• Your instructions: Give back the full listing, character for character, with no pictures.

• Information supplied:
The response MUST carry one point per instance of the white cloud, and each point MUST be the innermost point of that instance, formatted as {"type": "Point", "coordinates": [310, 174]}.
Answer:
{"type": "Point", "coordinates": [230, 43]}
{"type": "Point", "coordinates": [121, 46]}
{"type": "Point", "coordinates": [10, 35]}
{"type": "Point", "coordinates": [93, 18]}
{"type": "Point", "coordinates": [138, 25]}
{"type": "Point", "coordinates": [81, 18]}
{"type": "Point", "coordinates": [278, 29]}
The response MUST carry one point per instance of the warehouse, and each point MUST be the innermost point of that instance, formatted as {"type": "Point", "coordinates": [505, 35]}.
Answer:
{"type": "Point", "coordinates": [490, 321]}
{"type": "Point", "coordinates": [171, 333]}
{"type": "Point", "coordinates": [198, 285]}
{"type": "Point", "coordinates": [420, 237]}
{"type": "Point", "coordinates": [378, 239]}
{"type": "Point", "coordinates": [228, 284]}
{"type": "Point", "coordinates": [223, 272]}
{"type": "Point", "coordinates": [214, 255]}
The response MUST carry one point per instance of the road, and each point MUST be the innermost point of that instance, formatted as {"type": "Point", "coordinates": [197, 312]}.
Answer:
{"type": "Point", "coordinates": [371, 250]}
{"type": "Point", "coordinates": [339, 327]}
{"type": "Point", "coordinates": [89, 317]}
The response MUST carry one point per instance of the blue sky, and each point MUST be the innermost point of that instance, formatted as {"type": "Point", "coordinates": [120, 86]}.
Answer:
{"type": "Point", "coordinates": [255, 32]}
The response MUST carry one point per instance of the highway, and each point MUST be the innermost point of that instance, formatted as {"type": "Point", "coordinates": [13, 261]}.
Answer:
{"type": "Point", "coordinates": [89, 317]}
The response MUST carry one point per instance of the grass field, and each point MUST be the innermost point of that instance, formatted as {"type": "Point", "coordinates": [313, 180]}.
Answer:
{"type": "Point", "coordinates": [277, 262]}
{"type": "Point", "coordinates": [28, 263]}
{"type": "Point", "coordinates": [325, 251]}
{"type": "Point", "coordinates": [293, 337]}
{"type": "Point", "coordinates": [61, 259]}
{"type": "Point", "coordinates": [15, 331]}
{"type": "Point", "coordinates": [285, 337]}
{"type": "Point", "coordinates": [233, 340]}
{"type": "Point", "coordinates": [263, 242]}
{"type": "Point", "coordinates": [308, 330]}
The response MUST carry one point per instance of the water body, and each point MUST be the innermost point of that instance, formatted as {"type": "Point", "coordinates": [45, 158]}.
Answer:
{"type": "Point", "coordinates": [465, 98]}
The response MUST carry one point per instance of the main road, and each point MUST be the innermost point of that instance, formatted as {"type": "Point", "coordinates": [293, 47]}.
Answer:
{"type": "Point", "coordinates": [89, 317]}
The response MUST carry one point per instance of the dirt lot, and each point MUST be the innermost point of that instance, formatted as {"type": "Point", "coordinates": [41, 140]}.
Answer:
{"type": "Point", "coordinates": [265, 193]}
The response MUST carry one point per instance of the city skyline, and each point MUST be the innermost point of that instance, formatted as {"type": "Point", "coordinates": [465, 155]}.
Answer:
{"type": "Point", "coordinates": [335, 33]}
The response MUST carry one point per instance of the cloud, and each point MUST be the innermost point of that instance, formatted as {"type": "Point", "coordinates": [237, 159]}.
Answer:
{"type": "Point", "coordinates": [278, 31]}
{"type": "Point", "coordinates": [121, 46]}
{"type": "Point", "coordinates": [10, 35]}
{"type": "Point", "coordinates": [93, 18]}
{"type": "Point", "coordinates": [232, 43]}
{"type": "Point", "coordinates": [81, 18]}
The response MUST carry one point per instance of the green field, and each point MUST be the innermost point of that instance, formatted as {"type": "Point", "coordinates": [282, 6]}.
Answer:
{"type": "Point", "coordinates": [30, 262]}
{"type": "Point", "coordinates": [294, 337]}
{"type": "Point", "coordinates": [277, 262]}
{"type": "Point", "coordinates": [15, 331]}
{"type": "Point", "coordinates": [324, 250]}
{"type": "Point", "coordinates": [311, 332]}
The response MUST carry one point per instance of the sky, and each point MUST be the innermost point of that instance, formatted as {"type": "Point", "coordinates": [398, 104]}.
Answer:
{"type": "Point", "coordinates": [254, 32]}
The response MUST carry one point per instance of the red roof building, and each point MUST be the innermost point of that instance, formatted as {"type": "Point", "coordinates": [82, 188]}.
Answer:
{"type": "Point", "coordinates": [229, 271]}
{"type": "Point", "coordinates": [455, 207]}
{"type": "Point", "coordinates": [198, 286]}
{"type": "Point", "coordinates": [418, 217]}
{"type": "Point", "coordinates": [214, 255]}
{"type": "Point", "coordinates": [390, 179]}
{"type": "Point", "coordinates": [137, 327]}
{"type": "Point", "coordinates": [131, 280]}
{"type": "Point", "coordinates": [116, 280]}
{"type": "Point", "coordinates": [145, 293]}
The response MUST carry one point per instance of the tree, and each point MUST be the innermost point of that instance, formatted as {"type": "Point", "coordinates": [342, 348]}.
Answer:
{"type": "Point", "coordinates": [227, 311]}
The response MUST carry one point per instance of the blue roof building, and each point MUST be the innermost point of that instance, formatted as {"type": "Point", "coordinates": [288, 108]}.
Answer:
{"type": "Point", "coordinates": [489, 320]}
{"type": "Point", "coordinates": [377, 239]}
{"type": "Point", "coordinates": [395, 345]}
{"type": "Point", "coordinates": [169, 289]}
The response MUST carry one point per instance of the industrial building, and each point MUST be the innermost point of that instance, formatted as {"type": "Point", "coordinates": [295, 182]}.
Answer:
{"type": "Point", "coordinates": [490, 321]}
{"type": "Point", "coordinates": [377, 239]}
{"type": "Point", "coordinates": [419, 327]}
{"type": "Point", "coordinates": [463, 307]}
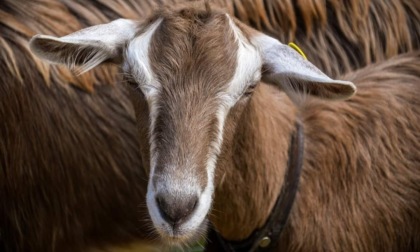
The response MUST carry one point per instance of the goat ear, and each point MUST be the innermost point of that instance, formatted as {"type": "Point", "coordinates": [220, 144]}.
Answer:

• Response for this exercise:
The response MUST carry one point per instance of the white cloud, and each point MUST be the innermost point of that instance, formatted as {"type": "Point", "coordinates": [310, 174]}.
Answer:
{"type": "Point", "coordinates": [230, 43]}
{"type": "Point", "coordinates": [121, 46]}
{"type": "Point", "coordinates": [10, 35]}
{"type": "Point", "coordinates": [93, 18]}
{"type": "Point", "coordinates": [138, 25]}
{"type": "Point", "coordinates": [81, 18]}
{"type": "Point", "coordinates": [278, 29]}
The response MUST carry one point per instance of the warehouse, and each point MUST be the innermost point of that instance, formatted as {"type": "Point", "coordinates": [505, 35]}.
Answer:
{"type": "Point", "coordinates": [490, 321]}
{"type": "Point", "coordinates": [171, 333]}
{"type": "Point", "coordinates": [198, 285]}
{"type": "Point", "coordinates": [420, 237]}
{"type": "Point", "coordinates": [378, 239]}
{"type": "Point", "coordinates": [228, 284]}
{"type": "Point", "coordinates": [223, 272]}
{"type": "Point", "coordinates": [214, 255]}
The response MUST carry one point per instance of the road, and each point MUST be the innermost point of that instance, formatted as {"type": "Point", "coordinates": [197, 312]}.
Answer:
{"type": "Point", "coordinates": [371, 250]}
{"type": "Point", "coordinates": [339, 327]}
{"type": "Point", "coordinates": [89, 317]}
The response MUST carry one point per instance of the blue sky, and each point MUST be the innermost point of that instance, formatted as {"type": "Point", "coordinates": [120, 86]}.
Answer:
{"type": "Point", "coordinates": [255, 32]}
The response MUST carry one point per instance of the highway, and each point MUST be the innermost point of that instance, formatted as {"type": "Point", "coordinates": [13, 261]}.
Answer:
{"type": "Point", "coordinates": [89, 317]}
The response MUST carry one point per instance of the grass field, and each point MUST be the innermost point of that instance, formatted as {"type": "Point", "coordinates": [313, 180]}.
Answer:
{"type": "Point", "coordinates": [277, 262]}
{"type": "Point", "coordinates": [28, 263]}
{"type": "Point", "coordinates": [325, 251]}
{"type": "Point", "coordinates": [293, 337]}
{"type": "Point", "coordinates": [61, 259]}
{"type": "Point", "coordinates": [15, 331]}
{"type": "Point", "coordinates": [285, 337]}
{"type": "Point", "coordinates": [233, 340]}
{"type": "Point", "coordinates": [263, 242]}
{"type": "Point", "coordinates": [308, 330]}
The response MUST carry one point per instance of the water body, and each point MUST be the innermost point of that instance, formatted as {"type": "Point", "coordinates": [45, 158]}.
Answer:
{"type": "Point", "coordinates": [465, 98]}
The response MUST carry one point per instance of the main road, and each point MUST be the innermost point of that instance, formatted as {"type": "Point", "coordinates": [293, 47]}.
Answer:
{"type": "Point", "coordinates": [89, 317]}
The response MUST carry one point per instance of the dirt lot, and each point MUST be the innermost point of that instance, formatted as {"type": "Point", "coordinates": [41, 140]}.
Answer:
{"type": "Point", "coordinates": [265, 193]}
The response MUST carry one point per instance of the city skyline, and each point MUST be the innermost point of that instance, formatted as {"type": "Point", "coordinates": [465, 155]}.
Answer:
{"type": "Point", "coordinates": [335, 33]}
The response MUST carry one point per instance of the cloud, and each point MUST be the innermost point of that instance, formatted as {"type": "Point", "coordinates": [237, 159]}.
Answer:
{"type": "Point", "coordinates": [278, 31]}
{"type": "Point", "coordinates": [121, 46]}
{"type": "Point", "coordinates": [10, 35]}
{"type": "Point", "coordinates": [93, 18]}
{"type": "Point", "coordinates": [232, 43]}
{"type": "Point", "coordinates": [81, 18]}
The response MUST carry one point per instance of the green field, and each point MUST be the innermost point of that instance, formatted as {"type": "Point", "coordinates": [282, 6]}.
Answer:
{"type": "Point", "coordinates": [30, 262]}
{"type": "Point", "coordinates": [294, 337]}
{"type": "Point", "coordinates": [277, 262]}
{"type": "Point", "coordinates": [15, 331]}
{"type": "Point", "coordinates": [324, 250]}
{"type": "Point", "coordinates": [311, 332]}
The response MUST carry one point per instance of the sky, and each point MUST be the innermost point of that instance, formatted as {"type": "Point", "coordinates": [398, 104]}.
Answer:
{"type": "Point", "coordinates": [254, 32]}
The response MUST carry one point per instance of the red roof building, and each point MUST be the innermost point of that instance, formatted as {"type": "Point", "coordinates": [82, 188]}.
Answer:
{"type": "Point", "coordinates": [229, 271]}
{"type": "Point", "coordinates": [455, 207]}
{"type": "Point", "coordinates": [198, 286]}
{"type": "Point", "coordinates": [418, 217]}
{"type": "Point", "coordinates": [214, 255]}
{"type": "Point", "coordinates": [390, 179]}
{"type": "Point", "coordinates": [137, 327]}
{"type": "Point", "coordinates": [131, 280]}
{"type": "Point", "coordinates": [116, 280]}
{"type": "Point", "coordinates": [145, 293]}
The response MUST carry one point per instance of the tree, and each point MUST be the innermost point of that instance, formatted as {"type": "Point", "coordinates": [342, 348]}.
Answer:
{"type": "Point", "coordinates": [227, 311]}
The response MUST carry one point per instance of the blue roof building, and each point MUST be the innermost point of that instance, formatted as {"type": "Point", "coordinates": [288, 108]}.
Answer:
{"type": "Point", "coordinates": [489, 320]}
{"type": "Point", "coordinates": [377, 239]}
{"type": "Point", "coordinates": [395, 345]}
{"type": "Point", "coordinates": [169, 289]}
The response MUST carry one point per instance of the industrial building, and each point MUST be the innermost point of that instance, formatted as {"type": "Point", "coordinates": [295, 182]}.
Answer:
{"type": "Point", "coordinates": [490, 321]}
{"type": "Point", "coordinates": [377, 239]}
{"type": "Point", "coordinates": [419, 327]}
{"type": "Point", "coordinates": [463, 307]}
The response MUST carry one point per instance of the goat ear, and each point MUST be the innermost point of that instance, formatted as {"type": "Point", "coordinates": [220, 144]}.
Answer:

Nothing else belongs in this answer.